- [Requirements] Please extend the passage on the rich man's plea to Abraham in verses 27 to 29, beginning right after its final sentence.

* BEGIN Text block *

The rich man then asks one more thing of Abraham. Once again it is something Abraham does not have the power to do. We find this request in verses 27 and 28, And he said, I pray thee therefore, father, that thou wouldest send him to my father’s house; for I have five brethren; that he may testify unto them, lest they also come into this place of torment. The rich man asks that Lazarus be sent back from the dead to teach his five brothers. The rich man knows his brothers will eventually die. He does not want his brothers to be punished like himself. He knows Lazarus had the truth in life. He knows that Lazarus was more than a beggar. He knows Lazarus was a righteous man. He knows the truth would help his brothers. Abraham answers him in verse 29, But Abraham saith, They have Moses and the prophets; let them hear them. This is spoken to a Jewish man whose brothers still lived under the Law of Moses. They were to live their lives under the laws found in the Old Testament. Abraham calls this Moses and the prophets. The word of God was enough.

* END Text block *
* BEGIN Raw data *

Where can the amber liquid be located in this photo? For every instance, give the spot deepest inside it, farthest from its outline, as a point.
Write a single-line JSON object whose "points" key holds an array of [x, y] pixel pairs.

* END Raw data *

- [Answer to the problem]
The rich man pleads with Abraham in verse 30 and then in verse 31 Abraham gives his final response, And he said, Nay, father Abraham: but if one go to them from the dead, they will repent. And he said unto him, If they hear not Moses and the prophets, neither will they be persuaded, if one rise from the dead. The word of God is all that is needed. If someone is not willing to believe God’s word through the prophets then they will not believe even if someone came back from the dead to teach them. The message would be the same. The words of Abraham are true. In John chapter 11 Jesus raised a different Lazarus from the dead. Does this convince the Pharisees and the Sadducees to believe? No. In John 12:10 the chief priests plot to kill Jesus and the newly resurrected Lazarus.

Abraham, Lazarus and the rich man continue to live in Hades to this day. Through the centuries Lazarus and Abraham are still comforted while the rich man remains in torment. All the dead are alive in Hades waiting for final judgment. In Mark 12:26-27 Jesus quotes Exodus 3:6 by saying of God, I am the God of Abraham, and the God of Isaac, and the God of Jacob. He is not the God of the dead, but of the living. He continues to be the God of these men long after they died on the earth. All the dead continue to exist and live in Hades.